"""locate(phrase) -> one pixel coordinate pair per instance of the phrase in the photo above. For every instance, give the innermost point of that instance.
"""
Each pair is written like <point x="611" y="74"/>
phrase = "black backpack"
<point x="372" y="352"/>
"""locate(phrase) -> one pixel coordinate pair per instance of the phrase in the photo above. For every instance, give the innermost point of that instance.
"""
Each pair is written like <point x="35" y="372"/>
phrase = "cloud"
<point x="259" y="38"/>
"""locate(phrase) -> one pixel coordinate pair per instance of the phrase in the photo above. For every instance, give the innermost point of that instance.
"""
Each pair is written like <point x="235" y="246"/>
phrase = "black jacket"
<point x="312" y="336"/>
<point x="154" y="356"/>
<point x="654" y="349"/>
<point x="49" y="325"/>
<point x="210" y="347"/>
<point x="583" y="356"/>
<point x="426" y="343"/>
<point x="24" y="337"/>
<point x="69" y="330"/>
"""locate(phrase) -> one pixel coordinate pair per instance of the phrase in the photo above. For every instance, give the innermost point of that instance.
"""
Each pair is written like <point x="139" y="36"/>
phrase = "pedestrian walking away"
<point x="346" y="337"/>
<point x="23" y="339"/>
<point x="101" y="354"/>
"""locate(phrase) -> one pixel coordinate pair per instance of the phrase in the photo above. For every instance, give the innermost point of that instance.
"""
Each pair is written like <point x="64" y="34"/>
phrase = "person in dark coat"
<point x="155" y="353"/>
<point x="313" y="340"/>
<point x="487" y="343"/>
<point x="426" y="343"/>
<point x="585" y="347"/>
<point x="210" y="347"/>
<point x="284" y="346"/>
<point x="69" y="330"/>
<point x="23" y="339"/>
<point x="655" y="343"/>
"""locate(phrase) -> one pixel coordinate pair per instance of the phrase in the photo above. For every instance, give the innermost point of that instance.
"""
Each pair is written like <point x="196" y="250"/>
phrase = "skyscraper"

□ □ □ □

(Task statement): Copy all of the material word for word.

(Problem solution):
"""locate(phrase) -> one pixel coordinate pair per instance of the phrase in the photo above. For every instance, give the innermost point of that instance.
"""
Each pair is written like <point x="611" y="74"/>
phrase = "black backpack"
<point x="372" y="352"/>
"""locate(phrase) -> one pixel coordinate pair per instance of the phrase in the photo above. For every instance, give the innermost point of that instance.
"""
Each pair is written like <point x="35" y="372"/>
phrase = "cloud"
<point x="259" y="38"/>
"""locate(phrase) -> one pixel coordinate pair per instance of the phrase in the photo above. For every instance, give the innermost point of that instance.
"""
Each pair is written like <point x="235" y="246"/>
phrase = "black jacket"
<point x="312" y="336"/>
<point x="154" y="356"/>
<point x="654" y="349"/>
<point x="49" y="325"/>
<point x="210" y="347"/>
<point x="583" y="356"/>
<point x="426" y="343"/>
<point x="24" y="337"/>
<point x="69" y="330"/>
"""locate(phrase) -> one pixel coordinate pair per instance of the phrase in the photo above. For every instance, give the innermost point of that instance.
"""
Each pair is written like <point x="139" y="36"/>
phrase = "pedestrian walking away"
<point x="346" y="337"/>
<point x="23" y="339"/>
<point x="101" y="354"/>
"""locate(phrase) -> one pixel coordinate pair per instance of the phrase in the photo above. For every instance, give the innermost point of that instance.
"""
Each pair is written like <point x="64" y="34"/>
phrase = "person in dark coat"
<point x="155" y="353"/>
<point x="313" y="340"/>
<point x="487" y="343"/>
<point x="426" y="343"/>
<point x="585" y="347"/>
<point x="210" y="347"/>
<point x="284" y="346"/>
<point x="69" y="330"/>
<point x="23" y="339"/>
<point x="655" y="343"/>
"""locate(phrase) -> one pixel coordinate pair per instance of the phrase in the photo above. For every instance, give the innermost point of that instance.
"""
Each pair is written like <point x="196" y="250"/>
phrase = "skyscraper"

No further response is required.